◆ **What to produce**:
Output every line of the items below as a numbered list, omitting blank lines. Leave the pictures out of your answer.

(Dataset excerpt)
## start

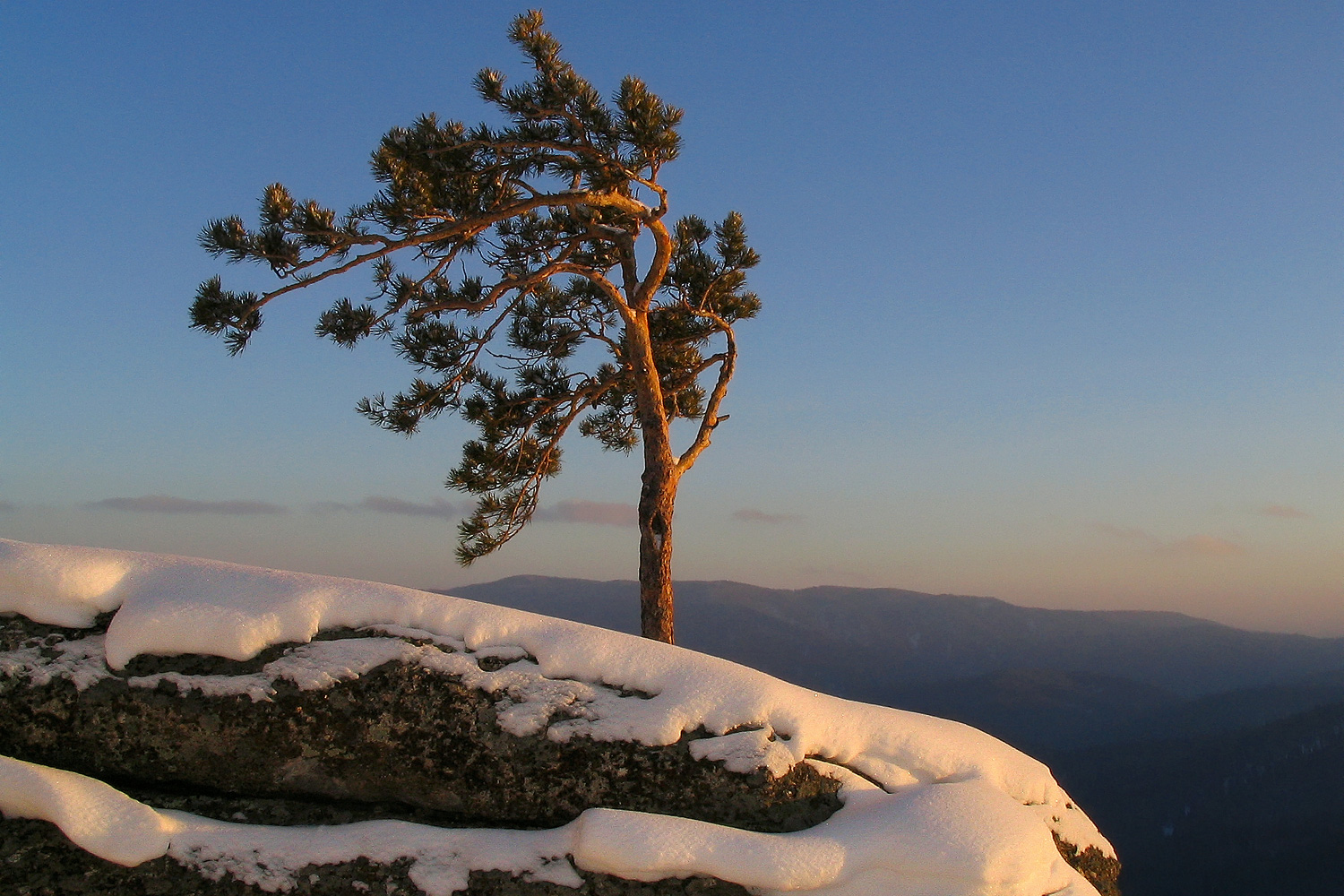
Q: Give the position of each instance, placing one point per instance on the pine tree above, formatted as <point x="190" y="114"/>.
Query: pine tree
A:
<point x="507" y="269"/>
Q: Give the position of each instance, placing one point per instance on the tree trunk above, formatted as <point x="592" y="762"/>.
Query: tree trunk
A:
<point x="658" y="495"/>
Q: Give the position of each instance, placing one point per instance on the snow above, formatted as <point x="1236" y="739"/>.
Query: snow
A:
<point x="930" y="806"/>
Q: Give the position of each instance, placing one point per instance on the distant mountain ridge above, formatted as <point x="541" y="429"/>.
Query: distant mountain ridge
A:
<point x="875" y="643"/>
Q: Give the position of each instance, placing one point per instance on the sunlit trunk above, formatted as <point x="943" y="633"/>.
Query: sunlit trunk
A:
<point x="656" y="498"/>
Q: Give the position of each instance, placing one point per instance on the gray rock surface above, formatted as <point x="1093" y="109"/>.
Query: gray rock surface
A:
<point x="398" y="734"/>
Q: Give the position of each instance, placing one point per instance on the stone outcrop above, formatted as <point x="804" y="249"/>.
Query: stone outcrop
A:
<point x="222" y="739"/>
<point x="386" y="724"/>
<point x="398" y="734"/>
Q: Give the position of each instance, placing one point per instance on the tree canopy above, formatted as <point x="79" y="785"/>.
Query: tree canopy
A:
<point x="529" y="274"/>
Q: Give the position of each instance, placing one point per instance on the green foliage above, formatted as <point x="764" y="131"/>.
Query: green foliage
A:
<point x="505" y="273"/>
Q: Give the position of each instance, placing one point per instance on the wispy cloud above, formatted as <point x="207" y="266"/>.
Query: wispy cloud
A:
<point x="168" y="504"/>
<point x="381" y="504"/>
<point x="1284" y="512"/>
<point x="1198" y="544"/>
<point x="1207" y="546"/>
<point x="594" y="512"/>
<point x="437" y="508"/>
<point x="1123" y="532"/>
<point x="753" y="514"/>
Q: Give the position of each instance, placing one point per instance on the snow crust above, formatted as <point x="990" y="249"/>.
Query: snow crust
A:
<point x="927" y="841"/>
<point x="930" y="806"/>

## end

◆ **Answer for the task**:
1. Q: Give the position of each instance, placing one point per instance on the pine tree above, formatted as <point x="190" y="114"/>.
2. Query: pine tree
3. A:
4. <point x="507" y="269"/>
5. Q: Give the position of each instance, placing one point per instance on the tree trunk above, formatted as <point x="592" y="762"/>.
6. Query: tree trunk
7. A:
8. <point x="658" y="495"/>
9. Q: Give the position of each instance, placing one point per instance on the snow above, formatted as <point x="1236" y="739"/>.
10. Query: snow
11. A:
12. <point x="930" y="806"/>
13. Q: Give the position of each instance, placing one point per instance on the distant mountain ridge above, formatted as <point x="541" y="429"/>.
14. Query: distant mountain ridge
15. A:
16. <point x="875" y="643"/>
17. Q: Give the position of each instance, placing one point per instance on the sunlit trunk above, formatted as <point x="943" y="633"/>.
18. Query: sunlit trunk
19. A:
20. <point x="656" y="498"/>
21. Q: Give the position of each instance, placing one point per instance on the gray rock surface above, formatted as <point x="1093" y="109"/>.
22. Query: gray rock surface
23. A:
24. <point x="398" y="734"/>
25. Q: Give the position of each instance, placing one point per instance on the stone outcrop above, formatted as <point x="804" y="249"/>.
26. Query: stone outcrop
27. A:
28. <point x="222" y="739"/>
29. <point x="386" y="724"/>
30. <point x="398" y="734"/>
31. Q: Give the position of each instance, placing one point per instance on the tree canopy above, formatted as <point x="79" y="785"/>.
32. Query: tree canopy
33. A:
34. <point x="529" y="274"/>
35. Q: Give the position of each instance, placing one point per instance on the green foliage above, formatted as <point x="764" y="131"/>.
36. Query: green foliage
37. A:
38. <point x="505" y="273"/>
39. Q: Give the position of each instance, placing one point per instance on the wispy cloud above, formatted as <point x="207" y="266"/>.
40. Query: wispy cloud
41. A:
42. <point x="168" y="504"/>
43. <point x="381" y="504"/>
44. <point x="1284" y="512"/>
45. <point x="1198" y="544"/>
46. <point x="1207" y="546"/>
47. <point x="594" y="512"/>
48. <point x="437" y="508"/>
49. <point x="1123" y="532"/>
50. <point x="753" y="514"/>
51. Q: Give the position of each instance, placing one point per instance on the snow crust above, formatted as <point x="990" y="249"/>.
52. Query: snow crust
53. A:
54. <point x="927" y="841"/>
55. <point x="930" y="806"/>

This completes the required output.